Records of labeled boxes
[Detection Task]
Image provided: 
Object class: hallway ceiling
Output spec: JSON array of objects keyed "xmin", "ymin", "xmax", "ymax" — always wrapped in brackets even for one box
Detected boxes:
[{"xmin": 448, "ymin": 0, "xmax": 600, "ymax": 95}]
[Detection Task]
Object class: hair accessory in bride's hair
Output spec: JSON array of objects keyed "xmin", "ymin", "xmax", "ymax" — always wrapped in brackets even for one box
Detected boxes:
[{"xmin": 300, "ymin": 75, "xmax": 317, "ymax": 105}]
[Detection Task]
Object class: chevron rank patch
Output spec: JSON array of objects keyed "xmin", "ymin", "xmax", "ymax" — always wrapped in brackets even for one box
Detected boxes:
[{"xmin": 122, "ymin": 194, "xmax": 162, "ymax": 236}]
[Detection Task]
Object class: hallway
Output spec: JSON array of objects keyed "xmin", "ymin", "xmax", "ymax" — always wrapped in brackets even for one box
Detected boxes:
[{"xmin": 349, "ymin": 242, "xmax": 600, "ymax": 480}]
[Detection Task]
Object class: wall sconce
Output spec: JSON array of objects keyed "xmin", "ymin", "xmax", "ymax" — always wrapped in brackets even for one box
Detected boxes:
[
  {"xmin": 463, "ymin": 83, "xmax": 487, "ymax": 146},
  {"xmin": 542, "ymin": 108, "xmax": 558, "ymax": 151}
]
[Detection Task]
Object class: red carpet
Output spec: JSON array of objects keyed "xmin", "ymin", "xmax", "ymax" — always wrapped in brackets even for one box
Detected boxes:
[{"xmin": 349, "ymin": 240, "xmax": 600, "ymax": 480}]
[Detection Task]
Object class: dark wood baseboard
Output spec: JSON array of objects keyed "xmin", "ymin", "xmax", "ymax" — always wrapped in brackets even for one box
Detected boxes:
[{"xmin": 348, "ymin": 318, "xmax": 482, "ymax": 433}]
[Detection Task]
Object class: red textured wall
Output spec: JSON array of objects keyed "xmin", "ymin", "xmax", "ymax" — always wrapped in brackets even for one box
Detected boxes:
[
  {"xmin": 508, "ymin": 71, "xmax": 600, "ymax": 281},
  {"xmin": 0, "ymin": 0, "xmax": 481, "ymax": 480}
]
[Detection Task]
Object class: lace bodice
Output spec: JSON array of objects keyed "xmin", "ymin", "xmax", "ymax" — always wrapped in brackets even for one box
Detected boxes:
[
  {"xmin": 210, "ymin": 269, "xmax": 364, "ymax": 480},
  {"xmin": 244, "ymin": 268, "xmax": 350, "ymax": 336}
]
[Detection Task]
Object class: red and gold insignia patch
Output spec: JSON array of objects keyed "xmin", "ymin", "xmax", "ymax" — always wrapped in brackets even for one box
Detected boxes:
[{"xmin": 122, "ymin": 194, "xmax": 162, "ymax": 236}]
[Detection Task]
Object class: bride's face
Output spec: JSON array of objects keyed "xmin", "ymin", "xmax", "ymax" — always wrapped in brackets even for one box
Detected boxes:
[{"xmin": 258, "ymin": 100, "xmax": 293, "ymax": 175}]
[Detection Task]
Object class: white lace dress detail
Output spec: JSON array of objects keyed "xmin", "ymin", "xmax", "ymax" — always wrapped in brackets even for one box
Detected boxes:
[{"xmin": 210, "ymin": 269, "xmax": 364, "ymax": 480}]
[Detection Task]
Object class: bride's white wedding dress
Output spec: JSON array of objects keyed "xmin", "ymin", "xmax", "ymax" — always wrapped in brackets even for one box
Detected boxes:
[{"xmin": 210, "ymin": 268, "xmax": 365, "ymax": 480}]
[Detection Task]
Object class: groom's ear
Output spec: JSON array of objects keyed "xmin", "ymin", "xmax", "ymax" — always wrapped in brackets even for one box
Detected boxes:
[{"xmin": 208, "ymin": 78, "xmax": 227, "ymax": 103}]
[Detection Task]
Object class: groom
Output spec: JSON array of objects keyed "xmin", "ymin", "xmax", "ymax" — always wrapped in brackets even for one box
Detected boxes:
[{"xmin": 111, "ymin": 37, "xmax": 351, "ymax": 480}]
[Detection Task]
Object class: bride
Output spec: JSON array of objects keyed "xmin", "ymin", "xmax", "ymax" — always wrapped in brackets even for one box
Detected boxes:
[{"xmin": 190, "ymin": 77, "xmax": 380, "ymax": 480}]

# Direction
Count the lines in the records above that contain the string "bride", treating case as significant. Give only the number.

# Task response
4